JOB:
Pick out every line of the material below that contains the word "shallow", and copy each one.

DATASET EXCERPTS:
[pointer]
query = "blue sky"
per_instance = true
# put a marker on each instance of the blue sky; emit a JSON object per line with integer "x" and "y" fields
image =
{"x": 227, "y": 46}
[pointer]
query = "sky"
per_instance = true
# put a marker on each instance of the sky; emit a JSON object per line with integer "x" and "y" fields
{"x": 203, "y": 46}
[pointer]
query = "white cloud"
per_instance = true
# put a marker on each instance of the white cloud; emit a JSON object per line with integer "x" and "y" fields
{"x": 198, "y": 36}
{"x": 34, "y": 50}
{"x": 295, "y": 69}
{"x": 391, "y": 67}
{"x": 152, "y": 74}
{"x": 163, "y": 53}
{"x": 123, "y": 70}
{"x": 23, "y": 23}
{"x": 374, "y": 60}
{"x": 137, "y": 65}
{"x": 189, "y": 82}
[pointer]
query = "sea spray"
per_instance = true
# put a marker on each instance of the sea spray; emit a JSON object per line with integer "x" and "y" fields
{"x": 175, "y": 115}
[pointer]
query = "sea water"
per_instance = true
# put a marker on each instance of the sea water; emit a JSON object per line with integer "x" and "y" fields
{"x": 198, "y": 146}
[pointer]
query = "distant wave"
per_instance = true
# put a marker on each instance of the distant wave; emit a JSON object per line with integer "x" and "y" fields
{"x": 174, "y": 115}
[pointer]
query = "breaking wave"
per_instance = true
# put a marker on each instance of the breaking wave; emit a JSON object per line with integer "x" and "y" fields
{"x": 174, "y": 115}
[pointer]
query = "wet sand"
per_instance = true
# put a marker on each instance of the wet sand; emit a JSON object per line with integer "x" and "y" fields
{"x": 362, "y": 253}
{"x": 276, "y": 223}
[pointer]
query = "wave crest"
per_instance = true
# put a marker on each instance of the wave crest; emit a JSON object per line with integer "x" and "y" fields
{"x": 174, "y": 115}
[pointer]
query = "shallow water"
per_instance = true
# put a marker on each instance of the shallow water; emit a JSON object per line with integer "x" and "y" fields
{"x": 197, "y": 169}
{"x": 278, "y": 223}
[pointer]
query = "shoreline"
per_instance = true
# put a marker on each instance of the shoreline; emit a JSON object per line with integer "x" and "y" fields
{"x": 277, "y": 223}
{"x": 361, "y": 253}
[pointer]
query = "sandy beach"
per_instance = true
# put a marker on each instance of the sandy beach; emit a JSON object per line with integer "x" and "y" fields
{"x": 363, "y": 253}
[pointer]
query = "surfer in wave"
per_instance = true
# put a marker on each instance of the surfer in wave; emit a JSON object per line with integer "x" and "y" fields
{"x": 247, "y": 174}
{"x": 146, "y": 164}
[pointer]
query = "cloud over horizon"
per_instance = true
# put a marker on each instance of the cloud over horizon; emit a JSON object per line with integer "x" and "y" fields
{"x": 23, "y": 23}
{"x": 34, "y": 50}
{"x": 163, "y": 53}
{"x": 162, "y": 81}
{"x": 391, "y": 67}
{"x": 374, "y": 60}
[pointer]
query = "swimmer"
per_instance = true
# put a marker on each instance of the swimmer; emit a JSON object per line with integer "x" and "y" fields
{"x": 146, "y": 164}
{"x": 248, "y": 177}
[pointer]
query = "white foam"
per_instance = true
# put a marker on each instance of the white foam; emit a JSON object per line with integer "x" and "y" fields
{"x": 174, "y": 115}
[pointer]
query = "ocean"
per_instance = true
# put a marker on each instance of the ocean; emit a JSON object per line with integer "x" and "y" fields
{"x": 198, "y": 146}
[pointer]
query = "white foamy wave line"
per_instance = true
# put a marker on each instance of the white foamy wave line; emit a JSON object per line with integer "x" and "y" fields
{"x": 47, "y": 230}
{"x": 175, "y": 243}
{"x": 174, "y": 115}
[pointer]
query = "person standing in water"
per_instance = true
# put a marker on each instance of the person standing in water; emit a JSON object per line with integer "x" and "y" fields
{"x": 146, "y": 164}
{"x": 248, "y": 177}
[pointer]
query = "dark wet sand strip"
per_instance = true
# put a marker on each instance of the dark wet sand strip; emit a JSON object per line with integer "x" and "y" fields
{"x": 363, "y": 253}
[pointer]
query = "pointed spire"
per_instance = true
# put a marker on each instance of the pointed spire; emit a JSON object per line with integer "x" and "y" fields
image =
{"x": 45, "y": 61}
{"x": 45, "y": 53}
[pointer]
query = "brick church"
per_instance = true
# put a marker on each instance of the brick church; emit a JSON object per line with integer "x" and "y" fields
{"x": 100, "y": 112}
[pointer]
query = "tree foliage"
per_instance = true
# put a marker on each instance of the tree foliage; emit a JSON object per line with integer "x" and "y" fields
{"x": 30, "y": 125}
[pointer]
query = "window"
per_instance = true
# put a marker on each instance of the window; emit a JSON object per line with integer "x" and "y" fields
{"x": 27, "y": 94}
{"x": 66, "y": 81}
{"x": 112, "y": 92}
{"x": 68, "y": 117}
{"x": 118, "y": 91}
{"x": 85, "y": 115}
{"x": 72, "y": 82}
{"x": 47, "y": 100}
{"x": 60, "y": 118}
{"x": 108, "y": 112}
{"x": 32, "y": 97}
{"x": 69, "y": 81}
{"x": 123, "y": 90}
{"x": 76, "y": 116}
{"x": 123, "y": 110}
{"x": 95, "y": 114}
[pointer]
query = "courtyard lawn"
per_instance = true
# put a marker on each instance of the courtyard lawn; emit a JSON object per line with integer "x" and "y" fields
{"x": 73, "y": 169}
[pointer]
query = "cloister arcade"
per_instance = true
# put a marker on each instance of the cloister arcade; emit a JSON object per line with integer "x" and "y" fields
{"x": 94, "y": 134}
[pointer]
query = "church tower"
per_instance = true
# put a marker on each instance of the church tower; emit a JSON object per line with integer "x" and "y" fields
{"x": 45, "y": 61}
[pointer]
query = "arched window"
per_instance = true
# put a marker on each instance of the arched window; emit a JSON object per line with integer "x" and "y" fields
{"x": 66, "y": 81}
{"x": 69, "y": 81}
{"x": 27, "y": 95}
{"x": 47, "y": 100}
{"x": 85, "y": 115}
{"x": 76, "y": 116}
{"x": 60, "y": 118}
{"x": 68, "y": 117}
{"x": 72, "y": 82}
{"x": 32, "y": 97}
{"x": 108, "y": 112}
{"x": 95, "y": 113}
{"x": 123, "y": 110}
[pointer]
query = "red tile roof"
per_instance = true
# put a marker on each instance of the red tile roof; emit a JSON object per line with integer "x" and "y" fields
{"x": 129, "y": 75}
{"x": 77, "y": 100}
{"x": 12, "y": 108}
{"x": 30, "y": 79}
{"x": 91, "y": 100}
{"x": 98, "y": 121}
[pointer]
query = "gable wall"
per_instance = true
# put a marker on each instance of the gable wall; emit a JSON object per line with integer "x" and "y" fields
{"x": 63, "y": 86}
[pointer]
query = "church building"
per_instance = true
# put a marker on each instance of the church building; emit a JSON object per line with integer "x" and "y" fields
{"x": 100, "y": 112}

==

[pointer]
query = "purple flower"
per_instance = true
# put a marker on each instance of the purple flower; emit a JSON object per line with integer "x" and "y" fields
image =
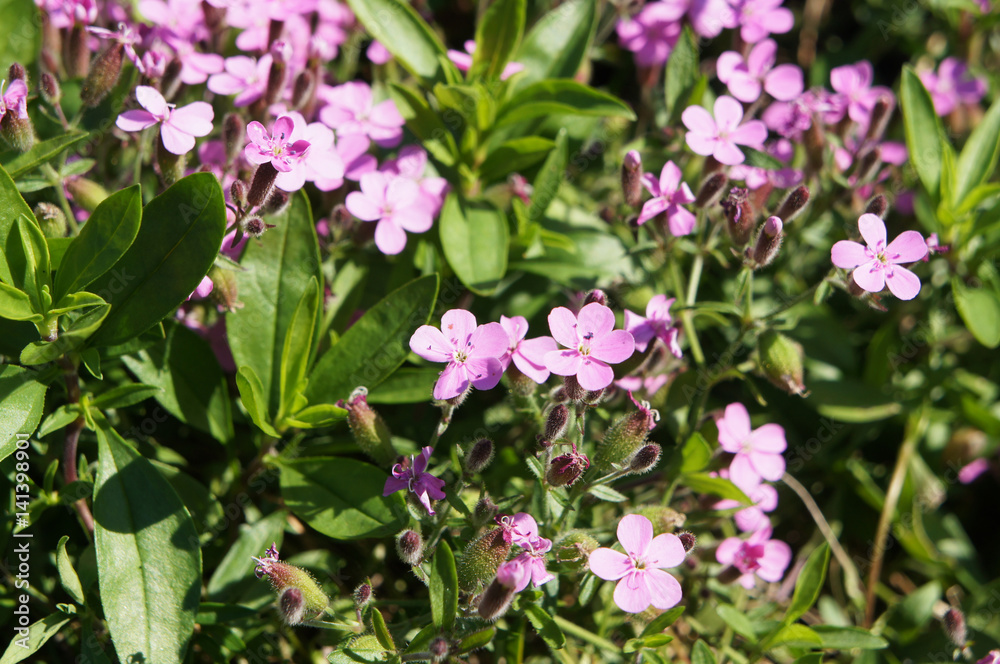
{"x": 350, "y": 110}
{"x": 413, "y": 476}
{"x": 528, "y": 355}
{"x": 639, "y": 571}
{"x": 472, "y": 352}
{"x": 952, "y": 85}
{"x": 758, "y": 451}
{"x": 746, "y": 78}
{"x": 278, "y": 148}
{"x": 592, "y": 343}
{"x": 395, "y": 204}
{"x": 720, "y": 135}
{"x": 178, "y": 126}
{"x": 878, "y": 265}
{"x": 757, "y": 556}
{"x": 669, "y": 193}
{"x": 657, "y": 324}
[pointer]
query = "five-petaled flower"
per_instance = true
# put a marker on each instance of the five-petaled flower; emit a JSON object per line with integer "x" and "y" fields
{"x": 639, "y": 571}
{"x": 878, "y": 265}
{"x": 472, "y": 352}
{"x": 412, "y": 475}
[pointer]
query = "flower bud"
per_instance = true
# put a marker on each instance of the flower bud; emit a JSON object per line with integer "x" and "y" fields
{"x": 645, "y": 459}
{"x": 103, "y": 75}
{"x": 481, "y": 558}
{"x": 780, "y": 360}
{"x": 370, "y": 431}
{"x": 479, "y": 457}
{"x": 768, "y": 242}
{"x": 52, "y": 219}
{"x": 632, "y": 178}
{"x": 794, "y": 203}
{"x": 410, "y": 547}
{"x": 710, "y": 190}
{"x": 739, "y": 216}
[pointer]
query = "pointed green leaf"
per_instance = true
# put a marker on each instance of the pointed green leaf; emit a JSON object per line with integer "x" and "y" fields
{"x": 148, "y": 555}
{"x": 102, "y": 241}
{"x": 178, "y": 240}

...

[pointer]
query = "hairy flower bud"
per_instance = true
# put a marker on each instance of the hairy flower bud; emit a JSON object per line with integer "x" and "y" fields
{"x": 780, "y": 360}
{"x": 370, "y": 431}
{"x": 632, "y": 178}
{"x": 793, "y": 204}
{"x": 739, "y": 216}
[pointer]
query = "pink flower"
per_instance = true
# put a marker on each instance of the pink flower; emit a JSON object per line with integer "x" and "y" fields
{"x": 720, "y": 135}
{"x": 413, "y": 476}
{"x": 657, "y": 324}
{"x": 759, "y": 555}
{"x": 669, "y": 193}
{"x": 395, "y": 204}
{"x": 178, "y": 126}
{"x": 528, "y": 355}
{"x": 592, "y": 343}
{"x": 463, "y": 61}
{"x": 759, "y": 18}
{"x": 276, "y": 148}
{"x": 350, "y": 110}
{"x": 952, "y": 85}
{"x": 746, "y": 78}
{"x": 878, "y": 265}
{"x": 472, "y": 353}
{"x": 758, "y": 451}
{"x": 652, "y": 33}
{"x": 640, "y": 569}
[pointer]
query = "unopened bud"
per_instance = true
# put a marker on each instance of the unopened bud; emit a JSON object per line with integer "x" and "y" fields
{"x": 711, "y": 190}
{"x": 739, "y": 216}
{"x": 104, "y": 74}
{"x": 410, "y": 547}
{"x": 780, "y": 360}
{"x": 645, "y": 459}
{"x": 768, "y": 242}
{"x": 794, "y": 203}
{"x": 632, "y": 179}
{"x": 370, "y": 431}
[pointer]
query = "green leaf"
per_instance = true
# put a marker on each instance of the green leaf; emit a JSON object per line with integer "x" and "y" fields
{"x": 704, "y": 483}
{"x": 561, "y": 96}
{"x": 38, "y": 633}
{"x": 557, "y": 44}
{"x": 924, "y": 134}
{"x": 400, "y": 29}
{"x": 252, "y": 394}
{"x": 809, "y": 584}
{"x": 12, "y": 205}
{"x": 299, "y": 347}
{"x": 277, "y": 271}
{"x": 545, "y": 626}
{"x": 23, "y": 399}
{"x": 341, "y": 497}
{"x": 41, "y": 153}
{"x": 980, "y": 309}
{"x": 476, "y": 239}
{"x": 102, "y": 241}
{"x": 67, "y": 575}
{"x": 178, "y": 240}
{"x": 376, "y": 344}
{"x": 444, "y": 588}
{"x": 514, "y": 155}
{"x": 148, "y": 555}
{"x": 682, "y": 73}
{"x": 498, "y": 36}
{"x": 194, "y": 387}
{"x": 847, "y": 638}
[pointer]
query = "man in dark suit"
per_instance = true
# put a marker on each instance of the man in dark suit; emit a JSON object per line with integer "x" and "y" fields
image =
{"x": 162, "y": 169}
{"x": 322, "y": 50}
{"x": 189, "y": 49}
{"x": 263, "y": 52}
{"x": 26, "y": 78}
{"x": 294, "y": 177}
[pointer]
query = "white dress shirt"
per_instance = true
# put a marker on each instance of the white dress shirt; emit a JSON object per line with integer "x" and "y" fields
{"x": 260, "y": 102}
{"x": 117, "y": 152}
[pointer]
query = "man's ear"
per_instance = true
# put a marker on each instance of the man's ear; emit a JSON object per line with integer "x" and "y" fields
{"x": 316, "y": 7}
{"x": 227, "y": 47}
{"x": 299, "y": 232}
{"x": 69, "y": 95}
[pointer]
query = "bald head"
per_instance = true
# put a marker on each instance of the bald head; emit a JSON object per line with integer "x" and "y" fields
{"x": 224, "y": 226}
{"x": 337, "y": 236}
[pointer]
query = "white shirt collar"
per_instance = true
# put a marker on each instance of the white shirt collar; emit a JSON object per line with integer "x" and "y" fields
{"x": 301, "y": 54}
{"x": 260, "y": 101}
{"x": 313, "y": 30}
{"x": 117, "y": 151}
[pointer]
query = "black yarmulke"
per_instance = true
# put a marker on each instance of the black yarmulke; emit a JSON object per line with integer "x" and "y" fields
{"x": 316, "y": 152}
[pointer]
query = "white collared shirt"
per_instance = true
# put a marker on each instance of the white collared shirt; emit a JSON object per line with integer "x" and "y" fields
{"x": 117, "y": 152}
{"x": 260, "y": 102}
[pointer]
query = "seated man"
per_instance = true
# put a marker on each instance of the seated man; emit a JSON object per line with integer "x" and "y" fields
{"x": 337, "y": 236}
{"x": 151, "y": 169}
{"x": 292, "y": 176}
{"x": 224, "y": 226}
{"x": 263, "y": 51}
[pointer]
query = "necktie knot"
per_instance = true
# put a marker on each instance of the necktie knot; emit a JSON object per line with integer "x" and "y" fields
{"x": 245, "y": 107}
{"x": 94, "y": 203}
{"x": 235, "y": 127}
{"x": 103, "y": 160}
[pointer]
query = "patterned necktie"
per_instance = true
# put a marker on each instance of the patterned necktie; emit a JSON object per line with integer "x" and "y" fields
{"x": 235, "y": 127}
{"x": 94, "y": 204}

COMPLETED EXERCISE:
query = "shallow water"
# put a marker on each instance of the shallow water; emit a JSON object per line with integer "x" and "y" fields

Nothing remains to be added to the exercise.